*** Excerpted passage ***

Prisoners at work in Georgia. (RevolutionaryFrontlines.wordpress.com)
From the chain gang to the gulag, labor in the prison population predates our modern labor regulations and to this day, remains relatively untouched by the legal protections afforded to regular workers. So in most states, prison work has come to be seen as a hybrid between conscript labor and rehabilitation, putting otherwise “idle” inmates to work on farms, manufacturing plants, and janitorial jobs.
The New York Times reports that in many areas, laborers in prison uniforms are a growing presence at public work sites, suggesting that they're being used to alleviate fiscal pressures that are now eroding common public sector services:
[O]fficials are expanding the practice to combat cuts in federal financing and dwindling tax revenue, using prisoners to paint vehicles, clean courthouses, sweep campsites and perform many other services done before the recession by private contractors or government employees.

*** Information ***

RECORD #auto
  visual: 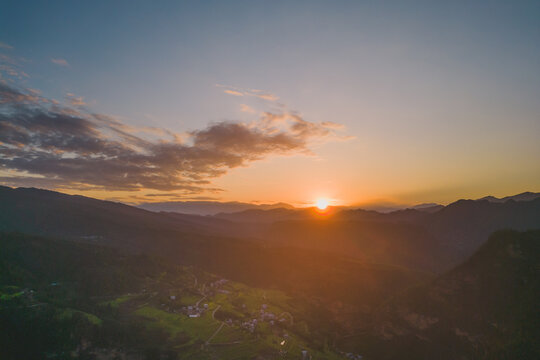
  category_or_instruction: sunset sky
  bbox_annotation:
[0,1,540,205]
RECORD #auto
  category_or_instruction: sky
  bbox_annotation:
[0,0,540,205]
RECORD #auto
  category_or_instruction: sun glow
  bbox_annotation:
[315,199,328,210]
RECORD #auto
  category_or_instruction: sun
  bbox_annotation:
[315,199,328,210]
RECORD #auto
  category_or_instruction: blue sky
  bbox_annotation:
[0,1,540,203]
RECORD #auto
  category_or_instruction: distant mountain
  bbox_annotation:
[0,187,425,311]
[138,201,294,215]
[410,203,444,213]
[478,191,540,203]
[354,231,540,360]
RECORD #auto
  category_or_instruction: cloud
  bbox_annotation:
[223,89,244,96]
[0,82,346,196]
[240,104,256,114]
[66,93,86,106]
[0,41,13,50]
[51,58,69,66]
[216,84,279,102]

***

» **Questions**
1. From the passage on prison labor, repeat the part that opens with the words containing "The New York" and closes with "or government employees.".
2. In the passage on prison labor, which publication reports that laborers in prison uniforms are a growing presence at public work sites?
3. Please take the passage on prison labor further from where it stops.

» **Outputs for the tasks**
1.
The New York Times reports that in many areas, laborers in prison uniforms are a growing presence at public work sites, suggesting that they're being used to alleviate fiscal pressures that are now eroding common public sector services:
[O]fficials are expanding the practice to combat cuts in federal financing and dwindling tax revenue, using prisoners to paint vehicles, clean courthouses, sweep campsites and perform many other services done before the recession by private contractors or government employees.

2. The New York Times.

3.
In New Jersey, inmates on roadkill patrol clean deer carcasses from highways. Georgia inmates tend municipal graveyards. In Ohio, they paint their own cells. In California, prison officials hope to expand existing programs, including one in which wet-suit-clad inmates repair leaky public water tanks. There are no figures on how many prisoners have been enrolled in new or expanded programs nationwide, but experts in criminal justice have taken note of the increase.
As we reported in December, prison labor conditions have sparked some noteworthy revolts. A wave of strikes rocked several prisons in Georgia late last year, touching off a national campaign for the dignified treatment of prison workers.
The uprisings shed light on how vulnerable inmates are when the prison-industrial complex operates not just as a warden and dictator but a boss as well, marshalling the labor of thousands with little oversight. The Georgia inmates drafted a list of grievances ranging from abusive treatment and work without wages.
The inmates' direct actions resonated with civil rights groups who have pointed out disturbing continuities between the era of slavery and the racialization of imprisonment, and by extension, the industries tied to it. The mass incarceration of black men, and their punitive deployment—explicitly sanctioned under the Constitution—in the dregs of industrial capitalism, speaks loud and clear to the theory of prison as America's “new Jim Crow.”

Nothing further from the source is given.